▶ _Exercise task A_:
In the post about reboot time, roughly how long does the customer's HP server take to boot?

▶ _Text passage_:
____

Well, i have to try, even sometimes i am facing issues with non-booting
hardware even on regular kexec, but having at small customer HP server
that need almost 6 minutes to boot,
no hot-spare(and hard to do by many reasons, no spare 10G ports, cost of
hardware and etc) and some nasty bugs that is not resolved yet - forcing
me to search way to reduce reboot time.
If i will find way to save backtrace and reboot fast, it will help a lot
to debug kernels with minimal downtime, if bug is reproducible only on
live system.

____

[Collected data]
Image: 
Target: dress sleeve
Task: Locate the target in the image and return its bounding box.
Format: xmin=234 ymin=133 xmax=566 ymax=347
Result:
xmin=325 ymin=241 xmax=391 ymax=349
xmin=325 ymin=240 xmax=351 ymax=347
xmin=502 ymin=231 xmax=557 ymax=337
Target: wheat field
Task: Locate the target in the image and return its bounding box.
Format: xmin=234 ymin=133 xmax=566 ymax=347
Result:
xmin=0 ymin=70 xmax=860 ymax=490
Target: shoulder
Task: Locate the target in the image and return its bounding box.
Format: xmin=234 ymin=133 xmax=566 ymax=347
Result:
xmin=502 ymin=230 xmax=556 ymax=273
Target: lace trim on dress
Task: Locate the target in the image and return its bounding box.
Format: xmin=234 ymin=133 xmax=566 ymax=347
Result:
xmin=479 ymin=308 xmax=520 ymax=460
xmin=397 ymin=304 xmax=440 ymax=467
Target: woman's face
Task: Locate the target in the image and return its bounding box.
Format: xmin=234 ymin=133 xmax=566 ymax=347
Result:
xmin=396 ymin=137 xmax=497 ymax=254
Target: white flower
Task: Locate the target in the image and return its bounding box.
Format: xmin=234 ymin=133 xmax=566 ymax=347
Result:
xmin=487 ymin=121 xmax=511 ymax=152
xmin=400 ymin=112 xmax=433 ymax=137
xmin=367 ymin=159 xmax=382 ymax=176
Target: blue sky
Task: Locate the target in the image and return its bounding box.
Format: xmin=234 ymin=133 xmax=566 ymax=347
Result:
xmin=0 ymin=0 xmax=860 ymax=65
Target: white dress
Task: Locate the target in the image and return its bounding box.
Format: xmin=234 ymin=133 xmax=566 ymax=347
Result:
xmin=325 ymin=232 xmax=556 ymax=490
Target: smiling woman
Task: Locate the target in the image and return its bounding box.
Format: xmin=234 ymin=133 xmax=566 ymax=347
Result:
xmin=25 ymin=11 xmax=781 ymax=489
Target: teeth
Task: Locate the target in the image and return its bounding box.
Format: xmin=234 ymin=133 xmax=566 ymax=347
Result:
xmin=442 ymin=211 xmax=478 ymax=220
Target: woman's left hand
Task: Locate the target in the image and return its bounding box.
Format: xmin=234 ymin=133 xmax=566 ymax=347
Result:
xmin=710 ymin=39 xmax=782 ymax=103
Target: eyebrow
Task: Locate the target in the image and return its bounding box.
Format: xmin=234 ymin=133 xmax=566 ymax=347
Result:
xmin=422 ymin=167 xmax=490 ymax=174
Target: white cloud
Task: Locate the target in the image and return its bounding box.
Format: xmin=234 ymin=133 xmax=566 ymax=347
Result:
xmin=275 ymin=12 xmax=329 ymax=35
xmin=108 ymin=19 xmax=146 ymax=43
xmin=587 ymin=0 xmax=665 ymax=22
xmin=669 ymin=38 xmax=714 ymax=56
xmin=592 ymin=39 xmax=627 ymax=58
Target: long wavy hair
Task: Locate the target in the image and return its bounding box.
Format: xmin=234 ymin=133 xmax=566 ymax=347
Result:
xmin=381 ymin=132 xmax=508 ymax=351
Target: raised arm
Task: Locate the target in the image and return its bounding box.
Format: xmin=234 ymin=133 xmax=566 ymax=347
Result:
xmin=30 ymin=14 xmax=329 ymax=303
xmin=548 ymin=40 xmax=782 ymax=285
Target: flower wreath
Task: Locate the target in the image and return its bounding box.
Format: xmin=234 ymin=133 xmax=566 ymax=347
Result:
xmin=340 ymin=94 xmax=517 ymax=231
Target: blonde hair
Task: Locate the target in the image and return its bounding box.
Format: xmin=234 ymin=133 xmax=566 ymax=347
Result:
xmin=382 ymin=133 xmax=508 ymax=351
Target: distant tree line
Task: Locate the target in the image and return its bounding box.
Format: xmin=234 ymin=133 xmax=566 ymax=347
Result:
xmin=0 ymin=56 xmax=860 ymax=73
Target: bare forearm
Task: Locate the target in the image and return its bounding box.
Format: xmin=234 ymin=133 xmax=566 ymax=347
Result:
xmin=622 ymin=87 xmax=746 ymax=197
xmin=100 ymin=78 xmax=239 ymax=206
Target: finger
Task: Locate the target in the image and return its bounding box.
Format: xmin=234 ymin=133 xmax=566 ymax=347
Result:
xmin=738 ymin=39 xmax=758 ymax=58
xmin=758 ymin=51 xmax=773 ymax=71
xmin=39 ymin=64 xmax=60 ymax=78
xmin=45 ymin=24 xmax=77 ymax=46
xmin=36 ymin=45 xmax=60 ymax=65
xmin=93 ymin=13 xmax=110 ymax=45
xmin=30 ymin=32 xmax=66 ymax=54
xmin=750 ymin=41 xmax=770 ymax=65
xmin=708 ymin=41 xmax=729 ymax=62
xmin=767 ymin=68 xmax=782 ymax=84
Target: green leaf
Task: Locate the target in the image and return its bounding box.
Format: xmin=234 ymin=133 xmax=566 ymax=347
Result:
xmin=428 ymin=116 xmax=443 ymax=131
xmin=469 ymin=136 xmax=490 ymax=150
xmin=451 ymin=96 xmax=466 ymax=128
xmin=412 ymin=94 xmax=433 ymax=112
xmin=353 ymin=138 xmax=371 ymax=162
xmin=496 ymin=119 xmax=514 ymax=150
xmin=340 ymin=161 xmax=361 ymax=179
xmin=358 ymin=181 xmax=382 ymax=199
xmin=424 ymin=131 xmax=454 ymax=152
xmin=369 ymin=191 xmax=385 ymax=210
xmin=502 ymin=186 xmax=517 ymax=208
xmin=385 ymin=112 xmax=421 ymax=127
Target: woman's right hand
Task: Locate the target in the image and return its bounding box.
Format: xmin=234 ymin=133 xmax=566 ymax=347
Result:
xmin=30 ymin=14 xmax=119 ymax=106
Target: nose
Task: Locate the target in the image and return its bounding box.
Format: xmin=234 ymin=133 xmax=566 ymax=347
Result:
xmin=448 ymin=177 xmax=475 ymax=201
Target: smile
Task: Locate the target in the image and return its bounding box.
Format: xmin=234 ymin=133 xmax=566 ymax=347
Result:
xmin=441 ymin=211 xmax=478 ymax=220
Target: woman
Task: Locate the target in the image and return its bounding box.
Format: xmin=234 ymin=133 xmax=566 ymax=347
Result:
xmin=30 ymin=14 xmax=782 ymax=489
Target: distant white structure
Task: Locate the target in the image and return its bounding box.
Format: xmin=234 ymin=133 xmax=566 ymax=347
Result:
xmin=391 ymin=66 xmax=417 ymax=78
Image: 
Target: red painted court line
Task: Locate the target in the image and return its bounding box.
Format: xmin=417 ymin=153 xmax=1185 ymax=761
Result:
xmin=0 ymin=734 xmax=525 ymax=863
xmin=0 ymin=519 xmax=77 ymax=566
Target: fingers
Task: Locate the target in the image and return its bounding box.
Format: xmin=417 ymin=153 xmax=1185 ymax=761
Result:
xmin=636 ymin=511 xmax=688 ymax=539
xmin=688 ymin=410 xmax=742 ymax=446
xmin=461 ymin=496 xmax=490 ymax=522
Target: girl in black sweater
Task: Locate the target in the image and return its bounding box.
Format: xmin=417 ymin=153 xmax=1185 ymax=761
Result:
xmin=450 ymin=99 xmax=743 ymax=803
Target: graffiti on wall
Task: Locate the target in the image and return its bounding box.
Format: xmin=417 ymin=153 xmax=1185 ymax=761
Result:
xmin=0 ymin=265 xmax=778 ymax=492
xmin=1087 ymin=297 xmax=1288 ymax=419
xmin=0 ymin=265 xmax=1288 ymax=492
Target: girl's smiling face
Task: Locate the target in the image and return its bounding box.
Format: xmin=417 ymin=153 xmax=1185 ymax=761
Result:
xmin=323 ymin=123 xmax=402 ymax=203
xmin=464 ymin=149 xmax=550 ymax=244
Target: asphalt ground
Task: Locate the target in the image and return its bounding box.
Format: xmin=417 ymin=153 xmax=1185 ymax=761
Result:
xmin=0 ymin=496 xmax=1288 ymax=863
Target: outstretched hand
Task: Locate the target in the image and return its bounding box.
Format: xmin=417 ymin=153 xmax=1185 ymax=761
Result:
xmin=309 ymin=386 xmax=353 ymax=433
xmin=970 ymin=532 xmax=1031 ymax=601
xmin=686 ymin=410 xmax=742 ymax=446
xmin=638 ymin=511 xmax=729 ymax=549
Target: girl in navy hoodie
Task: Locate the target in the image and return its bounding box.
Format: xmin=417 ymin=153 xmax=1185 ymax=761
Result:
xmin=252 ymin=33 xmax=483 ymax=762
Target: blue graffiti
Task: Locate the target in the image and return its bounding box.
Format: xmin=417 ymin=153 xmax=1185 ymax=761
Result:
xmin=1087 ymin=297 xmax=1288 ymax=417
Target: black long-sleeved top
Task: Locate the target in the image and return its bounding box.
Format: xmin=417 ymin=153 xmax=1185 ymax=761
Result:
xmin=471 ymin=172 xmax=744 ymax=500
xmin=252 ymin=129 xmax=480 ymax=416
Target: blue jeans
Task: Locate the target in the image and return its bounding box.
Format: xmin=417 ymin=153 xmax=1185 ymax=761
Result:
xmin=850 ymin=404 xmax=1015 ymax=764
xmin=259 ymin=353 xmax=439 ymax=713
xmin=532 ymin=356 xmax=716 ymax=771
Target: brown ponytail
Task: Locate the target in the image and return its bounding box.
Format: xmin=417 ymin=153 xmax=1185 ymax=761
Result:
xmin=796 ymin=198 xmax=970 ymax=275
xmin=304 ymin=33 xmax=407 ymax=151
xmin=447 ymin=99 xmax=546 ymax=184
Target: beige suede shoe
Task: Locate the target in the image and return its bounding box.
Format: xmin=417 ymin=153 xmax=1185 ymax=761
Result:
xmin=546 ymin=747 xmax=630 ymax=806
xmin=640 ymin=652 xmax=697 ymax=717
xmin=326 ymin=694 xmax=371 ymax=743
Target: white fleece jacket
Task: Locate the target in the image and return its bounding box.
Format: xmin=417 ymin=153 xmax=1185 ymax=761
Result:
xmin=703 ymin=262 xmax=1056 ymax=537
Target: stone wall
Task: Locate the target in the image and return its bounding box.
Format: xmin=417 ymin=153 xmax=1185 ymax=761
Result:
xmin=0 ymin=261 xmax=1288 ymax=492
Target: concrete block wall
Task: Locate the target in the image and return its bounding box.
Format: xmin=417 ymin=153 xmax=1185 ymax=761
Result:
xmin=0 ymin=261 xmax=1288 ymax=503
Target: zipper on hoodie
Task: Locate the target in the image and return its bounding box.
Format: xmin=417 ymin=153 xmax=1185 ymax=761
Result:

____

▶ _Exercise task B_:
Repeat the lines of the collected data verbatim, starting at the line containing "Target: zipper on hoodie" and ending at the last line of the collected data.

▶ _Correct response A_:
Almost 6 minutes.

▶ _Correct response B_:
Target: zipper on hoodie
Task: Locate the target in the image and return its bounding box.
Format: xmin=417 ymin=153 xmax=1185 ymax=761
Result:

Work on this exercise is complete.